— begin PAGE EXTRACT —

Collaboration in Chinese films

     The two films analyzed above depict collaborators and traitors as well as heroes resisting the enemy. In Big Road the main collaborator is Deputy Hu. Hu is a local strongman in the area where the brothers are building the road, and may also be identified as a member of the traditional elite since his home has a name plaque bearing the title "Presented Scholar's Residence" (Jin shi di).65 At any rate, the Japanese seek his assistance in halting the project. Hu tries to bribe the brothers and, when that fails, locks them up instead. When his plot is foiled and he himself is captured, he is denounced as a traitor with proof of his treason shown for all to see.

     In Tunnel Warfare, the collaborators are the puppet troops and the spies. Dozens of Nationalist commanders and their troops defected to the Japanese during the war, numbering close to one million by war's end.66 Japanese generals made widespread use of these puppet troops, as depicted in Tunnel Warfare. The villainy of the puppet troops is not in question. As with the case of the Japanese troops themselves, their appearance (uniform, bearing and, gestures), speech, and actions render their bad character absolutely apparent.67 The Chinese spy who pretends to be from the Communist forces in order to learn about the villagers' tunnels and design a means to capture them is similarly drawn. The audience is shown his evil laugh, emphasized by the lighting, and when the real Communist forces arrive, they expose him as a traitor, a hanjian. There is little question as to how the audience should view collaborators in these classic films. That is not the case with the two contemporary films discussed below.

— end PAGE EXTRACT —
— begin ROWS —

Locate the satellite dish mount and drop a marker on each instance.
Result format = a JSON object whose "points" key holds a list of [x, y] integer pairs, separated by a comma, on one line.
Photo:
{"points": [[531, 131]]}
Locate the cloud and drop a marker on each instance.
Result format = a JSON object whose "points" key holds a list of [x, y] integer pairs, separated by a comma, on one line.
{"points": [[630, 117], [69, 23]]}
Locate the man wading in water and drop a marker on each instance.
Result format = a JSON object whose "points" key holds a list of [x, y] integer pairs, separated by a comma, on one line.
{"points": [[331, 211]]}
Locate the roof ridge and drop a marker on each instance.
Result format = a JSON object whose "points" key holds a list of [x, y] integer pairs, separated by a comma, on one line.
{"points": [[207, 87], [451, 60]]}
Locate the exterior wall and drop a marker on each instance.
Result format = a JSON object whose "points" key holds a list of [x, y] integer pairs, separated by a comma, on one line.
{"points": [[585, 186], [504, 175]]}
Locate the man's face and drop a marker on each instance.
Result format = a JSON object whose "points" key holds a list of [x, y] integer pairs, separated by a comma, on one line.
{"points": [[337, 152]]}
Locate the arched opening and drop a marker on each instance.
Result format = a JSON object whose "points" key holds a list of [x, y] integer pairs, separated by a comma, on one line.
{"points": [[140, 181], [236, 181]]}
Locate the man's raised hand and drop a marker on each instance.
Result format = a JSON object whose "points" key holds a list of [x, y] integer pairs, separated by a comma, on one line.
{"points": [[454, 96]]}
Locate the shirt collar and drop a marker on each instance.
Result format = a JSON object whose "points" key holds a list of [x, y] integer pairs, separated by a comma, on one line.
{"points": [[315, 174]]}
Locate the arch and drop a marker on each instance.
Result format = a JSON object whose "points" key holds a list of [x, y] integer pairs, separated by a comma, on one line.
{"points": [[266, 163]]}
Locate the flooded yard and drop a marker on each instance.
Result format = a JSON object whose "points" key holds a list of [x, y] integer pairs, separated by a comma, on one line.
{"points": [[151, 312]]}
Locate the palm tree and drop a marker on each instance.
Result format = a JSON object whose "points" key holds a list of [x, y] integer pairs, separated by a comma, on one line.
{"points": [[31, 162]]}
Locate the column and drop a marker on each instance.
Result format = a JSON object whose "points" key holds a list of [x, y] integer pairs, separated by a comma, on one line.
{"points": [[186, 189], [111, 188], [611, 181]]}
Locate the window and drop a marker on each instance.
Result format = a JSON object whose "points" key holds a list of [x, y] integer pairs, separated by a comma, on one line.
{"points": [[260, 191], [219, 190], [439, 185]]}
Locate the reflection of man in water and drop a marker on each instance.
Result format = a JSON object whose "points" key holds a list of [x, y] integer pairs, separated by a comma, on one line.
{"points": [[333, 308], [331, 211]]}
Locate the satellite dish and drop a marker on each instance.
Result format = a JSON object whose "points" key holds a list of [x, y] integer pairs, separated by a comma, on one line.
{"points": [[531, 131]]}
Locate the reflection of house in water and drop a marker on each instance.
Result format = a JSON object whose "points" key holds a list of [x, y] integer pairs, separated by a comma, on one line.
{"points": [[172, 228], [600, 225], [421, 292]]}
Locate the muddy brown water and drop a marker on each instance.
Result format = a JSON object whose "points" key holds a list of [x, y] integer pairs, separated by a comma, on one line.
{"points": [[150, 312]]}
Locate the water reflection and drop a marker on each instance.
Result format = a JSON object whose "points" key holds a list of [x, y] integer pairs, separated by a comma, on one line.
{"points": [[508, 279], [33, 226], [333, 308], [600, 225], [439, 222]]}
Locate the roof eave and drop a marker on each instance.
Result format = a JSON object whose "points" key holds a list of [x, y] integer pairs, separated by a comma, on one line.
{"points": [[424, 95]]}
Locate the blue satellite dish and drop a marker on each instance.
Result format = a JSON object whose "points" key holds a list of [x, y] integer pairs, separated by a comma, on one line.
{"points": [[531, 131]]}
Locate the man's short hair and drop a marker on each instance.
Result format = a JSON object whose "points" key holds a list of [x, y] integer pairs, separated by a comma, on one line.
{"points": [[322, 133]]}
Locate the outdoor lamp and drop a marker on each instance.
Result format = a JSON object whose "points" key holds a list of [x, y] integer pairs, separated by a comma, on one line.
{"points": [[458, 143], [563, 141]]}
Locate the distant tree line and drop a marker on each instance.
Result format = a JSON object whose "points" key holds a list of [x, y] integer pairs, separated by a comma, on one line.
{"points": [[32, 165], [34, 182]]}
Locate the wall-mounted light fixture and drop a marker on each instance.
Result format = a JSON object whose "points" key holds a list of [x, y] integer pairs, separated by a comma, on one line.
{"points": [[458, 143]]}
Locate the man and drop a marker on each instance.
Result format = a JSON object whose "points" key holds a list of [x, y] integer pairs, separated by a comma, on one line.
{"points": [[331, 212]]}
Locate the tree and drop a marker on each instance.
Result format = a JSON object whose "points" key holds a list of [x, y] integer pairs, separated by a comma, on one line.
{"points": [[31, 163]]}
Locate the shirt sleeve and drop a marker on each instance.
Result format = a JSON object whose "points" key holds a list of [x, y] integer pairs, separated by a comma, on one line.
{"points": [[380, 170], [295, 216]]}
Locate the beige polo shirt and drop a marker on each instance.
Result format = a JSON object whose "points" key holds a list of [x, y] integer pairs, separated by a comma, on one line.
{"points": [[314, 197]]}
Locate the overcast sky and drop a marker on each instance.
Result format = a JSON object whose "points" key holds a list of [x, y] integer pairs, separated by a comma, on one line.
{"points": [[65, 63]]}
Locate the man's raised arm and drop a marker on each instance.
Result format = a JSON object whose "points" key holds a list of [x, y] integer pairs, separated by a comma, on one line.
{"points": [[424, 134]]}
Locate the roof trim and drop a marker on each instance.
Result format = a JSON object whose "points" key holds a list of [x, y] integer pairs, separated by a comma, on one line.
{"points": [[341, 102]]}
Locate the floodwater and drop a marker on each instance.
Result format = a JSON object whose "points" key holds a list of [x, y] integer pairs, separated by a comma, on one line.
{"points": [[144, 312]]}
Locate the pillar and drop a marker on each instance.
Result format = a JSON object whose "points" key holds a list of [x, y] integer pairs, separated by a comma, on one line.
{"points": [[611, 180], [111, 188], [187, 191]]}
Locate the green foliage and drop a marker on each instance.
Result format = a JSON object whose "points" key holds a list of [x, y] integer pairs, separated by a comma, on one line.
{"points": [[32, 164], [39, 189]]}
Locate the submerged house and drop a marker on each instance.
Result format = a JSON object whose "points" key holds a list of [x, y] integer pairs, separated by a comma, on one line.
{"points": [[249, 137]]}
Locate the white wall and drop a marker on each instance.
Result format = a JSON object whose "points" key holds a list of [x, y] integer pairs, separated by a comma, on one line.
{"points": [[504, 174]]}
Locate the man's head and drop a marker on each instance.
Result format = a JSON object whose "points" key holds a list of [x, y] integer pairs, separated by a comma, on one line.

— end ROWS —

### PROBLEMS TO WORK ON
**A)** In the passage on collaboration in Chinese films, who is the main collaborator in Big Road?
**B)** Rewrite the part of the passage on collaboration in Chinese films starting at "The two films" and ending at "all to see.", with "bribe" replaced by "buy off".
None of this material is needed.

### ANSWERS PROVIDED
**A)** Deputy Hu.

**B)**
The two films analyzed above depict collaborators and traitors as well as heroes resisting the enemy. In Big Road the main collaborator is Deputy Hu. Hu is a local strongman in the area where the brothers are building the road, and may also be identified as a member of the traditional elite since his home has a name plaque bearing the title "Presented Scholar's Residence" (Jin shi di).65 At any rate, the Japanese seek his assistance in halting the project. Hu tries to buy off the brothers and, when that fails, locks them up instead. When his plot is foiled and he himself is captured, he is denounced as a traitor with proof of his treason shown for all to see.